Once the Moderna vaccine is approved by the FDA, likely this week, the state will receive 365,000 doses of it. Depending on whether Florida receives all its Pfizer doses or not, the state will get between 700,000 and 1 million total vaccine doses.
Still, he said, “This is a really, really significant milestone in terms of combatting the coronavirus pandemic.”
DeSantis added, “Today we will have shots going in arms. We will have health care workers getting vaccinated much sooner than anybody would have anticipated just six months ago.”
Health care workers and residents of long-term care facilities will be the first Florida residents vaccinated. After that, those 65 and older, as well as individuals with more than one comorbidity will receive the vaccine.
On what DeSantis called “a historic day,” COVID-19 cases continued to rise in Florida. The DOH reported 8,334 new cases for Sunday, bringing the total number in the state to 1,134,383. Florida is one of only three states, joined by California and Texas, to have more than 1 million total cases since the start of the pandemic.
☆ ☆ ☆ ☆ ☆ ☆ ☆
## What to work on
**A.** In the Florida vaccine passage, how many doses of the Moderna vaccine will the state receive once the FDA approves it?
**B.** Please transcribe the Florida vaccine passage word for word, starting with "On what DeSantis" and going on through "of the pandemic.".
**C.** Pick up the Florida vaccine passage after its last sentence and continue it.

## Data listing
☆ ☆ ☆ ☆ ☆ ☆ ☆
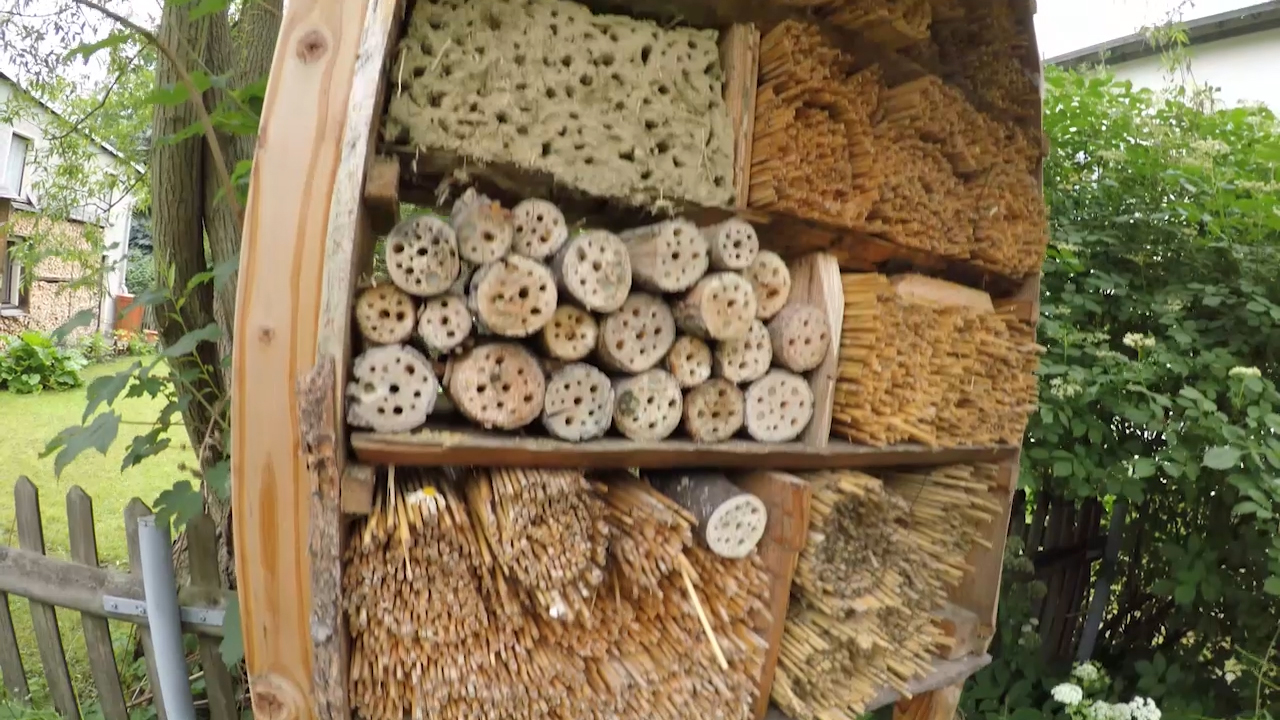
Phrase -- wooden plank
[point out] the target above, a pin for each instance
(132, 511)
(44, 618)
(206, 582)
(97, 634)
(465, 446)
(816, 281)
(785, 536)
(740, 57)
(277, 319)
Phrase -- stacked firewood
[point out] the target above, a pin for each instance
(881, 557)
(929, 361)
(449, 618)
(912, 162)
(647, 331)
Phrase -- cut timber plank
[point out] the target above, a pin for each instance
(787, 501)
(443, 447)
☆ ☆ ☆ ☆ ☆ ☆ ☆
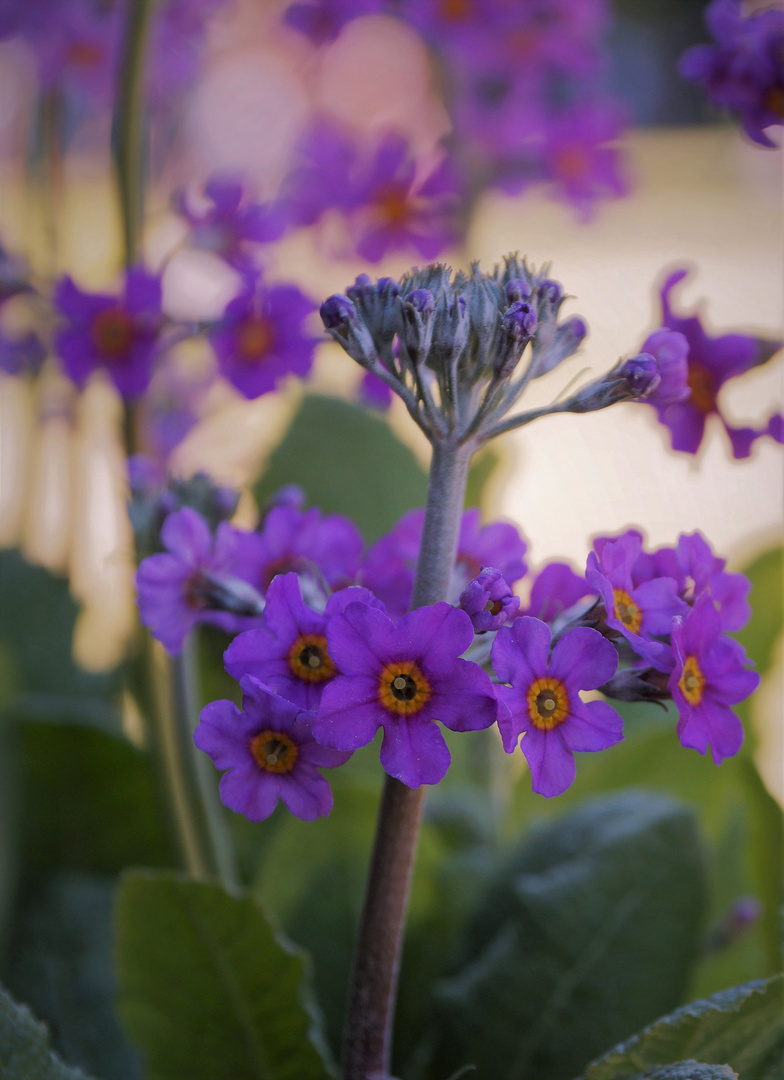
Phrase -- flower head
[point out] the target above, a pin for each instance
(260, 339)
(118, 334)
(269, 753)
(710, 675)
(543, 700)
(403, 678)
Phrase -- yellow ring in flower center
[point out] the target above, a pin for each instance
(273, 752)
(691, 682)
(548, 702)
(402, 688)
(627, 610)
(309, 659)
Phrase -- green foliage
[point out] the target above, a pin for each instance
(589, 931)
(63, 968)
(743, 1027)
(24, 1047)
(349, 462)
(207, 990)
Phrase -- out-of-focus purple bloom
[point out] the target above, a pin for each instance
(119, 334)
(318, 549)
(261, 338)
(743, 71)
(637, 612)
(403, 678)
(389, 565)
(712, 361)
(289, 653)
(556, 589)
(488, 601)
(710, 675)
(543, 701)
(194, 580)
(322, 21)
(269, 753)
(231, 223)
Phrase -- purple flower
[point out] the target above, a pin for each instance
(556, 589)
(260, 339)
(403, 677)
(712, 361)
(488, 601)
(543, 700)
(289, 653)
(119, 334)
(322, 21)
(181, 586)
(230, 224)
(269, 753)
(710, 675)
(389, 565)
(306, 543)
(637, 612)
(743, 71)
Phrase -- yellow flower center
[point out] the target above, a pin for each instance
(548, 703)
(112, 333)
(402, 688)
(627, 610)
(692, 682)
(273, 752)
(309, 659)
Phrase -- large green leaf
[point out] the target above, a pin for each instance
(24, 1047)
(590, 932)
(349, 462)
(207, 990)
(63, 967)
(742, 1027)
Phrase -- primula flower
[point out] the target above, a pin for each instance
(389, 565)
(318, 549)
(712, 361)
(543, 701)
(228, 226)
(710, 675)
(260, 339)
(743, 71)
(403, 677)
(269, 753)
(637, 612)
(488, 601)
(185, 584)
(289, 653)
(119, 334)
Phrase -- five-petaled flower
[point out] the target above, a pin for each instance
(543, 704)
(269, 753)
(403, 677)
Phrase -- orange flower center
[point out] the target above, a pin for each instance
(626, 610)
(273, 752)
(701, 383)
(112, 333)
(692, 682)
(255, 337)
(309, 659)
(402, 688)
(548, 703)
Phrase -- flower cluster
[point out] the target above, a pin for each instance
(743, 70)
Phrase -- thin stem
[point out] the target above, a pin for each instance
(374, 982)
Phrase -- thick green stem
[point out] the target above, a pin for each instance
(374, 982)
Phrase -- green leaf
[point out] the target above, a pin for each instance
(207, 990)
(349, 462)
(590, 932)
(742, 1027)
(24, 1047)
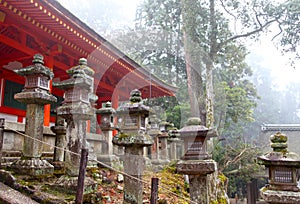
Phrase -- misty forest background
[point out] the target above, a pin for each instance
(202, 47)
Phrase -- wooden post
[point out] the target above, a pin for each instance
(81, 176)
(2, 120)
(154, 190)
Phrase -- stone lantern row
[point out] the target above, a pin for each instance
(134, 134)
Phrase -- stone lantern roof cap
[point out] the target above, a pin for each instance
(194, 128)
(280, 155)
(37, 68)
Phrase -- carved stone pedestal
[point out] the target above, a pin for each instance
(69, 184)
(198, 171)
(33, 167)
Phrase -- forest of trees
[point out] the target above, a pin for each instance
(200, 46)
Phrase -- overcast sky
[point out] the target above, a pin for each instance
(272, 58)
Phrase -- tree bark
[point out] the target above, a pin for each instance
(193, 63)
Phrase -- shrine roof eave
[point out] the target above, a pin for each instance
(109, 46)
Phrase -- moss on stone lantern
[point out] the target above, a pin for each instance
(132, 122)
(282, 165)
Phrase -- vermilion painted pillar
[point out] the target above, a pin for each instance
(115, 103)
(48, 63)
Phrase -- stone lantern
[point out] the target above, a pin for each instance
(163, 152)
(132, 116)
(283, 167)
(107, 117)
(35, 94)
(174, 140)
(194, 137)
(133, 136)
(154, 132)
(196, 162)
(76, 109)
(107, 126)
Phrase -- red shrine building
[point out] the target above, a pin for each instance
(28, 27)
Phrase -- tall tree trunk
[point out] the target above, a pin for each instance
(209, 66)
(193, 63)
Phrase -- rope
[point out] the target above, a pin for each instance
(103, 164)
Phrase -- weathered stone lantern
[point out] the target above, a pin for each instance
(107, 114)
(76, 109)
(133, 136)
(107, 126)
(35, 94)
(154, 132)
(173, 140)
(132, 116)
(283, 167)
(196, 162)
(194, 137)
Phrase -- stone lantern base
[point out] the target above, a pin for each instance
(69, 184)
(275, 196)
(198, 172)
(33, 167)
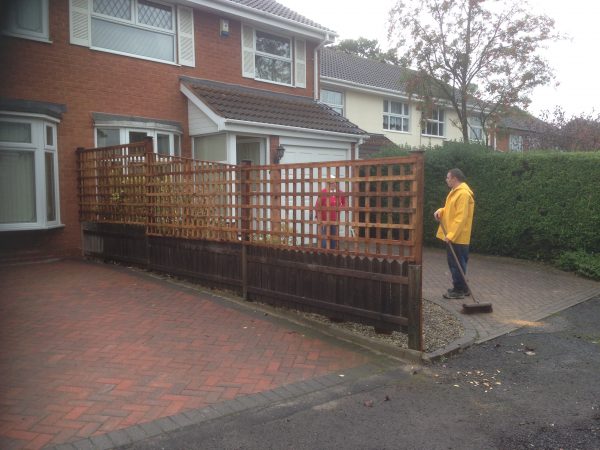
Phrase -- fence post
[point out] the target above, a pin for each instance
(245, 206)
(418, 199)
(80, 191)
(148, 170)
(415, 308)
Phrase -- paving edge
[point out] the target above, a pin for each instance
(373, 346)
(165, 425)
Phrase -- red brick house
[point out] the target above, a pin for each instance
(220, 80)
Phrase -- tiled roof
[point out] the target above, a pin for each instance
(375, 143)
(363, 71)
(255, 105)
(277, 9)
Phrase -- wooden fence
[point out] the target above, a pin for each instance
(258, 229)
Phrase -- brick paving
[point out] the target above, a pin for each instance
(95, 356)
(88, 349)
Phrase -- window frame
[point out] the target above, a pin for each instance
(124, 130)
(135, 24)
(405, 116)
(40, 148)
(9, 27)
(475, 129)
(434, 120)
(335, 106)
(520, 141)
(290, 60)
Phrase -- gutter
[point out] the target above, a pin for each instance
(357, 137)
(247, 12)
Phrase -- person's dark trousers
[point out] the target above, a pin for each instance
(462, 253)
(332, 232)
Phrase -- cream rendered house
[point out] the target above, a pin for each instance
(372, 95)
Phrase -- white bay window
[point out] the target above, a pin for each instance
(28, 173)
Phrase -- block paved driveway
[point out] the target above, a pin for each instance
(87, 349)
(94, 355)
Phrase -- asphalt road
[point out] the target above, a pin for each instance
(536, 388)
☆ ☆ ☆ ☆ ☆ ☆ ☆
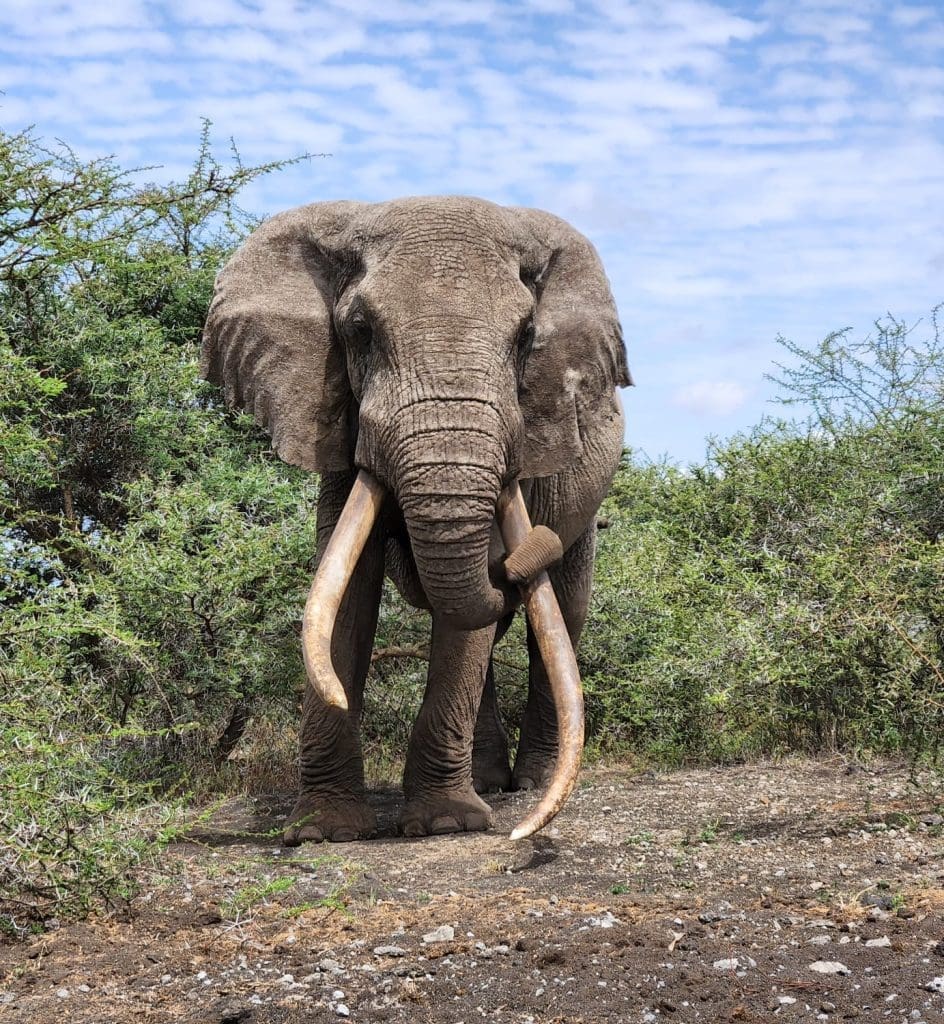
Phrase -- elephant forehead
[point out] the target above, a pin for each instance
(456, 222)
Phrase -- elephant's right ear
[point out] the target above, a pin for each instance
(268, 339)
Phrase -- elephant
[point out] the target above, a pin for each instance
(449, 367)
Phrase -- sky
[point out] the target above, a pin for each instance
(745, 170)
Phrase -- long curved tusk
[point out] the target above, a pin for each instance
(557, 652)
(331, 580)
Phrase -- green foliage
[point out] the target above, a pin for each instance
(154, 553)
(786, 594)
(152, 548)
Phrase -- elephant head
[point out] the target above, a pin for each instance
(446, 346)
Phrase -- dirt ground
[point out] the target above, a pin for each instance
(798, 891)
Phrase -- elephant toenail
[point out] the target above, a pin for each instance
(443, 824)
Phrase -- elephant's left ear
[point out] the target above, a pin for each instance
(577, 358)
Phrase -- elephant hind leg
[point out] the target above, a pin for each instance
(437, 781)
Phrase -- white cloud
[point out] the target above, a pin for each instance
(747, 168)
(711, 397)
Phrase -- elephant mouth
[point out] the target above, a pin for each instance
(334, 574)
☆ ☆ ☆ ☆ ☆ ☆ ☆
## Answer set
**A.** 365,000 doses.

**B.**
On what DeSantis called “a historic day,” COVID-19 cases continued to rise in Florida. The DOH reported 8,334 new cases for Sunday, bringing the total number in the state to 1,134,383. Florida is one of only three states, joined by California and Texas, to have more than 1 million total cases since the start of the pandemic.

**C.**
Deaths are also on the rise in Florida. The state has seen 20,271 total deaths from COVID-19 since March.
And hospitalizations are increasing in the state, as well. In Florida, 58,269 residents have been hospitalized with coronavirus.
In Hillsborough County, which is seeing a surge in the virus, hospitals are running out of beds. As of Monday, Tampa General Hospital had only three intensive care unit beds available for coronavirus patients, while AdventHealth Tampa and Memorial Hospital only have one.